[Source passage]:

How I've Monkeypatched AR

Following up on Koz's suggestion to discuss how plugin developers are
monkey patching AR, I'd like to share some of things my coworkers and
I have done.

1.) Truncate. Currently implemented in ActiveWarehouse ETL for MySQL.
2.) Bulk import and export using the DB's tool (for example, bulk
import with LOAD DATA INFILE for MySQL or BCP for SQL Server).
ActiveWarehouse ETL currently implements the import functionality for
MySQL only.
3.) Views support. I've redefined tables, created a new method for
views and a new method to get the SQL query used for the view, and
added a supports_views? method. This is implemented in the Rails SQL
Views plugin.

One other thing I would like to see is for the following methods to be
moved out of AR::Base if possible and moved into the adapter layer or
into their own module so they can be reused easier:

sanitize_sql
replace_bind_variables
replace_named_bind_variables
quote_bound_value
raise_if_bind_arity_mismatch

V/r
Anthony Eden

Following up on Koz's suggestion to discuss how plugin developers are
monkey patching AR, I'd like to share some of things my coworkers and
I have done.

1.) Truncate. Currently implemented in ActiveWarehouse ETL for MySQL.

truncate as in 'truncate table foo'?

2.) Bulk import and export using the DB's tool (for example, bulk
import with LOAD DATA INFILE for MySQL or BCP for SQL Server).
ActiveWarehouse ETL currently implements the import functionality for
MySQL only.

This stuff should definitely remain in plugins

3.) Views support. I've redefined tables, created a new method for
views and a new method to get the SQL query used for the view, and
added a supports_views? method. This is implemented in the Rails SQL
Views plugin.

One other thing I would like to see is for the following methods to be
moved out of AR::Base if possible and moved into the adapter layer or
into their own module so they can be reused easier:

sanitize_sql
replace_bind_variables
replace_named_bind_variables
quote_bound_value
raise_if_bind_arity_mismatch

I think this is one of the messier areas of the current query
generation code. Because we do replace_bind_variables on each of the
[string, val, val] blocks we're passed, we can't use prepared
statements. Now while this doesn't matter for mysql or postgresql,
in the big commercial databases it makes a huge difference.

If we were instead to build up some in memory structure representing
the query, then pass it to the adapters to convert to a SQL string,
adapters which need prepared statements could utilise them. Chances
are the code would improve too.

>
> Following up on Koz's suggestion to discuss how plugin developers are
> monkey patching AR, I'd like to share some of things my coworkers and
> I have done.
>
> 1.) Truncate. Currently implemented in ActiveWarehouse ETL for MySQL.

truncate as in 'truncate table foo'?

Yes.

> 2.) Bulk import and export using the DB's tool (for example, bulk
> import with LOAD DATA INFILE for MySQL or BCP for SQL Server).
> ActiveWarehouse ETL currently implements the import functionality for
> MySQL only.

[Recorded information]:
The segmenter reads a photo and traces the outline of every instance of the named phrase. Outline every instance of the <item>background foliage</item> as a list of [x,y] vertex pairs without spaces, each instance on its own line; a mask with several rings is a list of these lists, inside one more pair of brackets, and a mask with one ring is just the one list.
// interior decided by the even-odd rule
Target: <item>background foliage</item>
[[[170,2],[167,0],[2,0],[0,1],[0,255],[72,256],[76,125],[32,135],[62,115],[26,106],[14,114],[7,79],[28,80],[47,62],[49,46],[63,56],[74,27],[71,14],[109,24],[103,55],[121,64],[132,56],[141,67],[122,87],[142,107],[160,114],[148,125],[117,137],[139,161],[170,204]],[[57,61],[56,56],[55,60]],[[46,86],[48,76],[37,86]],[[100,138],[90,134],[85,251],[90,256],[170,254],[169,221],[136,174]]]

[Task directions]: Decide whether each statement agrees with the thread on monkeypatching AR, answering yes or no and quoting the deciding words of the thread. (a) ActiveWarehouse ETL implements the bulk import functionality for both MySQL and SQL Server. (b) The reply holds that bulk import and export should stay in plugins. (c) The reply states that being unable to use prepared statements makes a huge difference for mysql and postgresql.

[Output for this exercise]:
(a) No: "ActiveWarehouse ETL currently implements the import functionality for MySQL only."
(b) Yes: "This stuff should definitely remain in plugins"
(c) No: "Now while this doesn't matter for mysql or postgresql, in the big commercial databases it makes a huge difference."